== TESTO PROPOSTO ==
···

Ci sono viaggi e viaggi. C’è chi torna dal mare, chi dall’altra parte del mondo e chi, come me, da un viaggio in quell’infinito universo dell’olio. Mi sono unta sì, ma mai abbastanza, perché dell’olio extravergine d’oliva italiano non ci si stanca mai, tanto da essere invidiati (e acquistati) ovunque. Eppure, la cultura e la conoscenza in questo settore sono ancora un cammino da percorrere, anche se c’è chi ha già intrapreso la giusta direzione come Gabriella Stansfield e la sua Associazione Donne dell’Olio, o Luigi Caricato, tra le figure più importanti nel panorama oleario italiano. Lui, infatti, ha coniato nuovi lemmi quali “oleologo”, per indicare l’esperto nel settore dell’olio, o “olivagione”. I segreti per ottenere un buon olio sono da sempre ovunque gli stessi: ulivi sani su suoli fertili, frangitura immediata e frantoi puliti e all’avanguardia. Ma in Italia siamo anche avvantaggiati, visto che abbiamo il maggior numero di cultivar al mondo: ben 538 varietà censite. E pensare che l’utilizzo generalizzato dell’olio in cucina è recente; infatti si produceva sì già anche in epoca antica, ma in quantità ridotta e riservata per lo più a impieghi non alimentari: cardatura della lana, illuminazione di ambienti, realizzazione di saponi e in generale cosmesi. E ora partite con noi in questo lungo viaggio alla scoperta dell’olio extravergine italiano!

···

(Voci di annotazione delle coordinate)

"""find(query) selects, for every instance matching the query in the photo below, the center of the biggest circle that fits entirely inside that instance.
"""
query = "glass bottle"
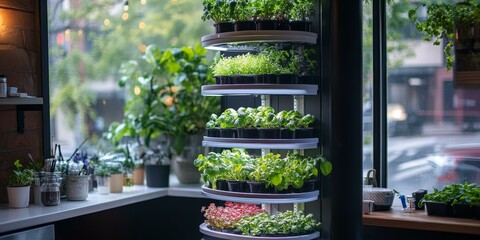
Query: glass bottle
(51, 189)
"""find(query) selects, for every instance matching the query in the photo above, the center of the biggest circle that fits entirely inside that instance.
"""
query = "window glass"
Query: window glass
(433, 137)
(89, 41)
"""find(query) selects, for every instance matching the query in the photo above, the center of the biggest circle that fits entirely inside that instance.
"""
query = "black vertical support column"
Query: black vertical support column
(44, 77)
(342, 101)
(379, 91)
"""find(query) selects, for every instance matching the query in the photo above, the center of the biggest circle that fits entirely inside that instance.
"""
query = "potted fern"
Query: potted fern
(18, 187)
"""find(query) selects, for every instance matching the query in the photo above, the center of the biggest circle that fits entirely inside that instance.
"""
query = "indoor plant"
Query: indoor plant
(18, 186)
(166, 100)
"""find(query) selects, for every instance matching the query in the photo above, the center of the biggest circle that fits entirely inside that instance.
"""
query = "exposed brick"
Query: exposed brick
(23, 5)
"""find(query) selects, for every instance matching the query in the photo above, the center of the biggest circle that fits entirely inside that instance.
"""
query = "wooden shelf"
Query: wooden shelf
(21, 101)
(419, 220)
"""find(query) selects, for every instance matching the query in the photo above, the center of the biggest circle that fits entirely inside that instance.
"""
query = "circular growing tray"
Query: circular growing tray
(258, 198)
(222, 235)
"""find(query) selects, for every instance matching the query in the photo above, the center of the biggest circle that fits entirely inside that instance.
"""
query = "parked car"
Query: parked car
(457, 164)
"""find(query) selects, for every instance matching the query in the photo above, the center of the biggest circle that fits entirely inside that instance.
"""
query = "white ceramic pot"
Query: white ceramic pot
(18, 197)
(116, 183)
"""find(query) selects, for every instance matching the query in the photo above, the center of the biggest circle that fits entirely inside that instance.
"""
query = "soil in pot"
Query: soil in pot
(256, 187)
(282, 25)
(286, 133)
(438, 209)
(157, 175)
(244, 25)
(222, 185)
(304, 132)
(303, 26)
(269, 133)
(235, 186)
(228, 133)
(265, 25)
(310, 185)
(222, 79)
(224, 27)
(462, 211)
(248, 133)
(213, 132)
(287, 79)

···

== COMPITI DA SVOLGERE ==
[1] Per favore, rispondi a queste domande sul testo sull'olio:
(a) Quante varietà di cultivar risultano censite in Italia?
(b) Quale termine ha coniato Luigi Caricato per indicare l'esperto nel settore dell'olio?
(c) Per quali impieghi non alimentari si usava l'olio in epoca antica?
[2] Seleziona tutte le righe delle voci in cui compare la parola "tray".

== LE SOLUZIONI ==
[1]
(a) 538 varietà.
(b) "Oleologo".
(c) Per la cardatura della lana, l'illuminazione di ambienti, la realizzazione di saponi e, in generale, la cosmesi.

[2]
query = "circular growing tray"
Query: circular growing tray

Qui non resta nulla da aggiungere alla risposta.